■ Prompt
Without changing a single character, write out every record below.

%%

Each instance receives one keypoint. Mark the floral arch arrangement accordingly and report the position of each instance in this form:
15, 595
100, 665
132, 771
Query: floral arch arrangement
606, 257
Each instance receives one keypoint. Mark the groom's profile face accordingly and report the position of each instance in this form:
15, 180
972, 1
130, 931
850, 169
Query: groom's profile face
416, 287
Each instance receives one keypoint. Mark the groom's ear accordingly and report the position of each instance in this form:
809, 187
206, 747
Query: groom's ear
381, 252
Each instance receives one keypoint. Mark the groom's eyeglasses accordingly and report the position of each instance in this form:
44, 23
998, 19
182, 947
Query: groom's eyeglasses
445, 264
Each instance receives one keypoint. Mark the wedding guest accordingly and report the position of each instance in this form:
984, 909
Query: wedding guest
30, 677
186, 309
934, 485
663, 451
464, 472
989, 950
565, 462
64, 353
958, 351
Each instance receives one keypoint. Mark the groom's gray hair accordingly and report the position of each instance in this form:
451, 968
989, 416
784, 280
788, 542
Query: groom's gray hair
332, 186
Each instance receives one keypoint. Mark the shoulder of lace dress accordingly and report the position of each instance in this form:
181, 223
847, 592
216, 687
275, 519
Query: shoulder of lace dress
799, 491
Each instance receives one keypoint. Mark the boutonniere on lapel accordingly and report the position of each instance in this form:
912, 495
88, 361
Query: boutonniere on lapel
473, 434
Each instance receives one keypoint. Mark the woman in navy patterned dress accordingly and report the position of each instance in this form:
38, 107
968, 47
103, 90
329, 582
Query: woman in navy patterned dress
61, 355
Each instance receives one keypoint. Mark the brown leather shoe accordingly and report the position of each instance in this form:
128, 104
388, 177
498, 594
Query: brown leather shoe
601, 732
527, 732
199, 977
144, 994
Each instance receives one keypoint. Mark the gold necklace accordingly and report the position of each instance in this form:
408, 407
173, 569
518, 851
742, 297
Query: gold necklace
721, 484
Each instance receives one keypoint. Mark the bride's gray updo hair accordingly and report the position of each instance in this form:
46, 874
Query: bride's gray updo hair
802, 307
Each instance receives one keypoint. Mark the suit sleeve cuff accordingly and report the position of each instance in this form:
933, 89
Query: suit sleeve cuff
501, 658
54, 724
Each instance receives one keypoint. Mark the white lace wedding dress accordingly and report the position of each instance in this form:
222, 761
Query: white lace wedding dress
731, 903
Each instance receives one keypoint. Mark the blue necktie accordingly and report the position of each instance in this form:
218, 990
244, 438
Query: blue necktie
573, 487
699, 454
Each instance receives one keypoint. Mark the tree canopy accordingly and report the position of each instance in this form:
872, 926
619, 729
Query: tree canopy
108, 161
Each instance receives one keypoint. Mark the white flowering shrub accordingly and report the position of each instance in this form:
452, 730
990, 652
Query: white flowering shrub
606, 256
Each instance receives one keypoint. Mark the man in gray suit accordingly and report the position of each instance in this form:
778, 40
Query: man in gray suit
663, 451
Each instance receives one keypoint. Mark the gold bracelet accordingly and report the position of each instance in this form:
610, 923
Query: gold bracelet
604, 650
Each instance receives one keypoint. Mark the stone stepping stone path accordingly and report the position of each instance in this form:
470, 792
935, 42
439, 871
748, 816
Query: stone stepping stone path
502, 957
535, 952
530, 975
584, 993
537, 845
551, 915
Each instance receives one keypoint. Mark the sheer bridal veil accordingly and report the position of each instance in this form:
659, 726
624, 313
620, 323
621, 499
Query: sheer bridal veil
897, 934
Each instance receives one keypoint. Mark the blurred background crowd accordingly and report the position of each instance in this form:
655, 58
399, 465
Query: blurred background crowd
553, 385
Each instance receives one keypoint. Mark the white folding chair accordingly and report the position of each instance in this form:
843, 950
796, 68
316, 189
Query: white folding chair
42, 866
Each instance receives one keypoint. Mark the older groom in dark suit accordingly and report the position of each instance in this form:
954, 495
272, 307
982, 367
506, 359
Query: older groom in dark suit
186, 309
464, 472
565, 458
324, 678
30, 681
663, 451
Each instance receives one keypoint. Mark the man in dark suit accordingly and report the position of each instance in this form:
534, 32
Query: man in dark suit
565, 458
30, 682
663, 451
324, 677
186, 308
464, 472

%%

■ Exercise answer
Each instance receives one keypoint. Mark the floral arch arrangement accordingly and report the position of each instance in this form:
15, 595
100, 665
132, 771
Query: floral arch arrangement
606, 257
Each instance receives one keypoint. Mark the groom's profile face accordingly and report the position of each instance in this form:
15, 180
972, 1
130, 931
850, 169
Query: groom's profile face
416, 287
Each instance receives one keypoint. Mark the groom's ear accordingly and report the position of each instance in this form:
809, 187
206, 747
Query: groom's ear
381, 252
Each instance receives one keypoint. Mark the groom's eyeglasses accordingly and report the position of each instance in this form:
44, 23
998, 19
182, 947
Query: groom's eyeglasses
445, 264
Each instance receives one keypoint. Mark the wedding guest accordingly and report the position of each instance in this form:
984, 909
Query: wedding guest
30, 677
186, 309
934, 485
663, 451
464, 472
989, 950
565, 462
64, 353
958, 351
Each instance receives one keypoint. Mark the groom's gray hair accordingly and report the position of each instance in this form:
451, 968
989, 416
784, 280
788, 542
Query: groom's gray hair
332, 186
Each instance receives one keypoint. Mark the shoulder of lace dress accordingly and report the position of each instance in this form:
181, 223
847, 592
216, 687
275, 519
Query: shoulder of lace dress
799, 491
Each instance receives one keypoint. Mark the boutonniere on lapel accordingly and report the position of each instance in this form:
912, 495
88, 361
Query: boutonniere on lapel
473, 434
Each instance receives one keypoint. Mark the woman in navy patterned dress accordingly and report the position of each instance in this form:
38, 107
968, 47
103, 90
329, 582
Query: woman in navy patterned dress
61, 355
Each instance receives one keypoint. Mark the brown leather shoe accordingly and report the position of each instance in this form:
128, 104
388, 177
498, 594
Query: brown leather shoe
601, 732
527, 732
199, 977
144, 994
Each instance receives one keypoint. Mark the gold necklace accordingly and report the position of each instance in this form:
408, 407
173, 569
518, 851
742, 297
Query: gold necklace
721, 484
Each instance receives one keypoint. Mark the bride's gray updo hair accordingly and report the position of each instance in this form:
46, 874
Query: bride's gray updo hair
802, 307
Each instance receives one keypoint. Mark the suit sleeve cuff accordingly and report the position of each instance in this form:
933, 89
Query: suit sleeve cuff
501, 658
54, 724
Each instance receives one keypoint. Mark the white lace wedding dress accordingly and report the position of each instance in this form:
222, 761
Query: white lace wedding dress
731, 903
Each instance receives one keypoint. Mark the blue necktie accordingly and report the position of each instance in this form:
218, 990
244, 438
Query: blue necktie
573, 487
699, 454
Each instance receives one keypoint. Mark the tree canopy accordingly and report the position of each instance in this form:
872, 926
619, 729
Query: tree canopy
108, 161
Each instance receives one keypoint. Mark the white flowering shrub accordingly and report the position of each instance in this form:
452, 730
990, 652
Query: white flowering shrub
606, 256
Each instance receives one keypoint. Mark the man in gray suit accordingly and report the position of each instance in this form:
778, 40
Query: man in gray suit
663, 451
Each instance receives one keypoint. Mark the gold bracelet accordingly and report the position of each instance in this form:
610, 923
Query: gold bracelet
604, 650
Each instance receives one keypoint. Mark the stone stepping stone path accordingly and report the position of each instance in this form:
470, 792
935, 42
439, 871
748, 816
Query: stone stepping stone path
502, 957
535, 952
530, 975
584, 993
537, 845
551, 915
Each instance receives one keypoint. Mark the sheer bridal veil accordingly and report the position of each instance in this form:
659, 726
624, 313
620, 323
621, 499
Query: sheer bridal veil
897, 934
Each instance receives one keypoint. Mark the blurred background crowd accordingly and report the position of each instance in this form:
655, 58
399, 465
Query: blurred background crowd
553, 385
Each instance receives one keypoint. Mark the white folding chair accordingly and report the position of each instance in this form:
843, 950
796, 68
316, 189
Query: white folding chair
42, 866
Each instance receives one keypoint. Mark the older groom in dark suit accordingly and report the position of each instance in this form:
954, 495
272, 307
982, 367
506, 359
Query: older groom in dark suit
186, 309
464, 472
565, 458
324, 678
30, 681
663, 451
Each instance receives one keypoint. Mark the man in dark suit accordingly and report the position of each instance in this form:
534, 32
Query: man in dark suit
565, 458
30, 682
663, 451
324, 677
186, 308
464, 472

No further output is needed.